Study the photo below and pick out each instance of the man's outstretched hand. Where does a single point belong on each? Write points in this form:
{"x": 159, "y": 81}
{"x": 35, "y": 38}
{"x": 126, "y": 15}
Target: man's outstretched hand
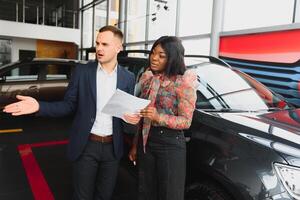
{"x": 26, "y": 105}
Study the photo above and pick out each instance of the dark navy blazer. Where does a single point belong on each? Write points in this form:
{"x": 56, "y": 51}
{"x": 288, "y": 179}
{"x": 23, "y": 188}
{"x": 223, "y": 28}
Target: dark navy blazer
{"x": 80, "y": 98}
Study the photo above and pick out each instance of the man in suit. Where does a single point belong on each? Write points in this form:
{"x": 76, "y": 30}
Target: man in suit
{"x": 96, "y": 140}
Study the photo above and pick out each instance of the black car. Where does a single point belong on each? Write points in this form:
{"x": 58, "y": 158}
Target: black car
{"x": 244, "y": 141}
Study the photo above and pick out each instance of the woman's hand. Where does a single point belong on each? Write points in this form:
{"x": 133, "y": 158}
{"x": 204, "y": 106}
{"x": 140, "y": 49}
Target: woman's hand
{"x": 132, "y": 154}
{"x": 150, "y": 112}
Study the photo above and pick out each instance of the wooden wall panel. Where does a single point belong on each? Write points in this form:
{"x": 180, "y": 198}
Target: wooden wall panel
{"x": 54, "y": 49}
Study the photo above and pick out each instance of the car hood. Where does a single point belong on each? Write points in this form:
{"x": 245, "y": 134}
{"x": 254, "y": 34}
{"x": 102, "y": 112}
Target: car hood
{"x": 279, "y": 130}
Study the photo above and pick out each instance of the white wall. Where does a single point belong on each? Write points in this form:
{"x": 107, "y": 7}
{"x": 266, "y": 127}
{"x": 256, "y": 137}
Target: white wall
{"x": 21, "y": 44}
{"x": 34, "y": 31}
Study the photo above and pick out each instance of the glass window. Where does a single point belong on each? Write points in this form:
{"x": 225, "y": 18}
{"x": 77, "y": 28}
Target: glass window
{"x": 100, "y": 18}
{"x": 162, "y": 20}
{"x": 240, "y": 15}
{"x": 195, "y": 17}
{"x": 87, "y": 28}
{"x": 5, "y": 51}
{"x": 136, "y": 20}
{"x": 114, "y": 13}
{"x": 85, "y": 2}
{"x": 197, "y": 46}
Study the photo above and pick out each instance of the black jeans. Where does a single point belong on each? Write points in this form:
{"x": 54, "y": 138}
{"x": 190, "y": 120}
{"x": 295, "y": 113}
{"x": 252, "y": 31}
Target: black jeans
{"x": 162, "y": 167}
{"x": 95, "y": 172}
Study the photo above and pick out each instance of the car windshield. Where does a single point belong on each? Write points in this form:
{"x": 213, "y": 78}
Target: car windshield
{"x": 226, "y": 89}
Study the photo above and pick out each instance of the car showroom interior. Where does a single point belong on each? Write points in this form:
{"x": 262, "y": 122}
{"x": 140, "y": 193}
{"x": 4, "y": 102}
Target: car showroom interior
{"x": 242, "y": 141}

- - -

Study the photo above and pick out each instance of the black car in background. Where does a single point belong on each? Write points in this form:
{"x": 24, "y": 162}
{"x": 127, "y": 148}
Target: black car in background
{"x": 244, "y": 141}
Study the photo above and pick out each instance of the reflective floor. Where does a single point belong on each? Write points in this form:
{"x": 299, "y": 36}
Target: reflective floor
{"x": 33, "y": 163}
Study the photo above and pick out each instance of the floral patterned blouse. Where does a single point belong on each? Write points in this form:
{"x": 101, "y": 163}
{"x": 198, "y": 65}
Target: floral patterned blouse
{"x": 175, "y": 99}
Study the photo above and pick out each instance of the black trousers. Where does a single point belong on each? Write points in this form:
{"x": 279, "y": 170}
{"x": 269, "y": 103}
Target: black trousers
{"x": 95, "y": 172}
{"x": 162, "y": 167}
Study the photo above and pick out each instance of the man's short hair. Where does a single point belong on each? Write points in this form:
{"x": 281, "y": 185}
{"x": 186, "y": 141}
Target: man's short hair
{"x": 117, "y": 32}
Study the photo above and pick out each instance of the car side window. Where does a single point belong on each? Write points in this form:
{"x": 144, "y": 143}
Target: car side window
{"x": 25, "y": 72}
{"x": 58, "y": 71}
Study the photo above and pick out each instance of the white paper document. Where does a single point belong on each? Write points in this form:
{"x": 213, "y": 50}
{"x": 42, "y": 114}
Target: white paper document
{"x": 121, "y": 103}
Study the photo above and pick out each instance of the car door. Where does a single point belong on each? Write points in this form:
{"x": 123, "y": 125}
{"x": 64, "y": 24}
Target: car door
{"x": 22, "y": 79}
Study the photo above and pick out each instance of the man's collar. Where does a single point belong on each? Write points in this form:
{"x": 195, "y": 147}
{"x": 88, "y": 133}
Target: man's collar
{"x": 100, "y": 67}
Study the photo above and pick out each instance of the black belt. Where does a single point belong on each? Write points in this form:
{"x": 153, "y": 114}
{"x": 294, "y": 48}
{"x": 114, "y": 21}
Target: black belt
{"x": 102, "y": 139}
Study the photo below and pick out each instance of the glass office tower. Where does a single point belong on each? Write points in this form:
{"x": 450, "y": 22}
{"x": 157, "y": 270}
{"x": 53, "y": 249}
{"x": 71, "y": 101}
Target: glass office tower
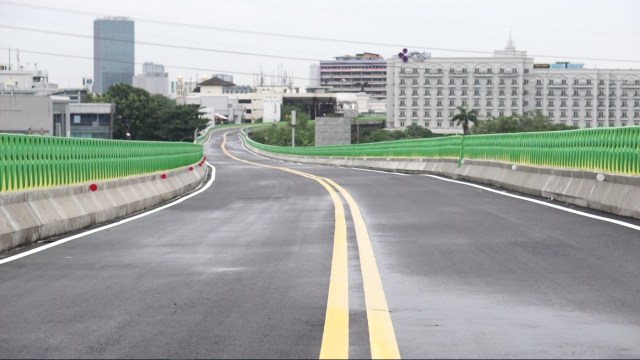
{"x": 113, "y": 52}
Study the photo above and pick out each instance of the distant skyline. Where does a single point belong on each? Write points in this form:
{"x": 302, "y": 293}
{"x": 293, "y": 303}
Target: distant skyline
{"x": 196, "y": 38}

- - -

**WHAT TO WORK ON**
Which lines in the records above contain the string "patterned", with case counting? Copy out each of them in full.

**TASK SOLUTION**
Study the photo above and pick out each instance of the floral patterned blouse. Where does a single point belong on each? Write points in this form:
Target: floral patterned blouse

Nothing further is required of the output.